-- begin --

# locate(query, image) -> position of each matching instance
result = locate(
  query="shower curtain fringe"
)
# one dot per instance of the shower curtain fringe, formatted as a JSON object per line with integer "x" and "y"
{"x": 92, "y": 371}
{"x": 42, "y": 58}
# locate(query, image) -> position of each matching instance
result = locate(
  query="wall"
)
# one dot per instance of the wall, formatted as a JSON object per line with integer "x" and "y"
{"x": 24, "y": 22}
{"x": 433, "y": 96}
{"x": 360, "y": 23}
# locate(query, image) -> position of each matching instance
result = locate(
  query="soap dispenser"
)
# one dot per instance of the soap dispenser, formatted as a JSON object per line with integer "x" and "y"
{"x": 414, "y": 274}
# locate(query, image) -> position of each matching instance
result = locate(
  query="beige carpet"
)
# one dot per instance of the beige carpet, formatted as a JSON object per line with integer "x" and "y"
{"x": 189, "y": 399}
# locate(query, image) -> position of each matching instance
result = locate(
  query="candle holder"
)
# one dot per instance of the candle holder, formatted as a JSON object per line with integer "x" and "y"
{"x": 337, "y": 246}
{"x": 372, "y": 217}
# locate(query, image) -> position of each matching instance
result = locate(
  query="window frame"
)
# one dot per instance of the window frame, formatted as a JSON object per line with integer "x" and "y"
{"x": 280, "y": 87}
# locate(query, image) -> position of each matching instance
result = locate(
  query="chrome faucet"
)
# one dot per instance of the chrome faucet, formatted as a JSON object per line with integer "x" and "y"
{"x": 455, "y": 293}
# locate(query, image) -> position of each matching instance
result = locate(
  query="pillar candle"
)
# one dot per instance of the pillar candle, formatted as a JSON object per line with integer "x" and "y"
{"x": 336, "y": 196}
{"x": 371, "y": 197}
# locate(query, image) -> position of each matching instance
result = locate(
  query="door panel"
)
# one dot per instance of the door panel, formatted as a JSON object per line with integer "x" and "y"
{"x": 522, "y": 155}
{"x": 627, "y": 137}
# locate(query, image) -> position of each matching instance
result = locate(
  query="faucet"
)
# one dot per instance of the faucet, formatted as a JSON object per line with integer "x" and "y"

-- end --

● **STATED GOAL**: All of the data above should be transcribed exactly.

● **ANSWER FOR THE TASK**:
# locate(query, image) -> position of each matching instance
result = locate(
  query="shower curtain fringe"
)
# one dot per instance of the shower curtain fringe, formatted as a JSON object per line with integer "x" and "y"
{"x": 92, "y": 371}
{"x": 42, "y": 58}
# locate(query, image) -> position of each matching instance
result = locate(
  query="wall"
)
# one dot per instance of the wall, formatted as a JSON object per line with integer "x" and "y"
{"x": 24, "y": 22}
{"x": 433, "y": 96}
{"x": 360, "y": 23}
# locate(query, image) -> position of each matching instance
result = locate(
  query="soap dispenser"
)
# one dot per instance of the soap dispenser, formatted as a JSON object per line with integer "x" and "y"
{"x": 414, "y": 274}
# locate(query, image) -> position of each matching instance
result = locate(
  query="beige carpet"
)
# one dot per instance of the beige carpet, formatted as a JSON object per line with integer "x" and "y"
{"x": 189, "y": 399}
# locate(query, image) -> position of each matching instance
result = locate(
  query="candle holder"
)
# one dot per instance of the candle holder, formatted as a JSON object per line with integer "x" and "y"
{"x": 337, "y": 246}
{"x": 372, "y": 217}
# locate(query, image) -> position of each matching instance
result = locate(
  query="window frame"
)
# one dot per instance of the window frame, formatted as a JSON object per line with integer "x" and "y"
{"x": 280, "y": 87}
# locate(query, image) -> position of each matching instance
result = locate(
  query="chrome faucet"
)
# one dot per instance of the chrome faucet, formatted as a JSON object per line with integer "x" and "y"
{"x": 455, "y": 293}
# locate(query, image) -> position of each matching instance
result = locate(
  query="pillar candle"
)
# one dot per instance of the pillar candle, formatted as a JSON object per line with integer "x" and "y"
{"x": 336, "y": 196}
{"x": 371, "y": 197}
# locate(query, image) -> position of each matching instance
result = locate(
  query="door panel"
)
# one dot per instance of the door panel, formatted as a JSON object per line with integer "x" and "y"
{"x": 522, "y": 155}
{"x": 627, "y": 137}
# locate(query, image) -> position of each matching instance
result = locate(
  query="faucet"
)
# one dot per instance of the faucet, formatted as a JSON object per line with integer "x" and "y"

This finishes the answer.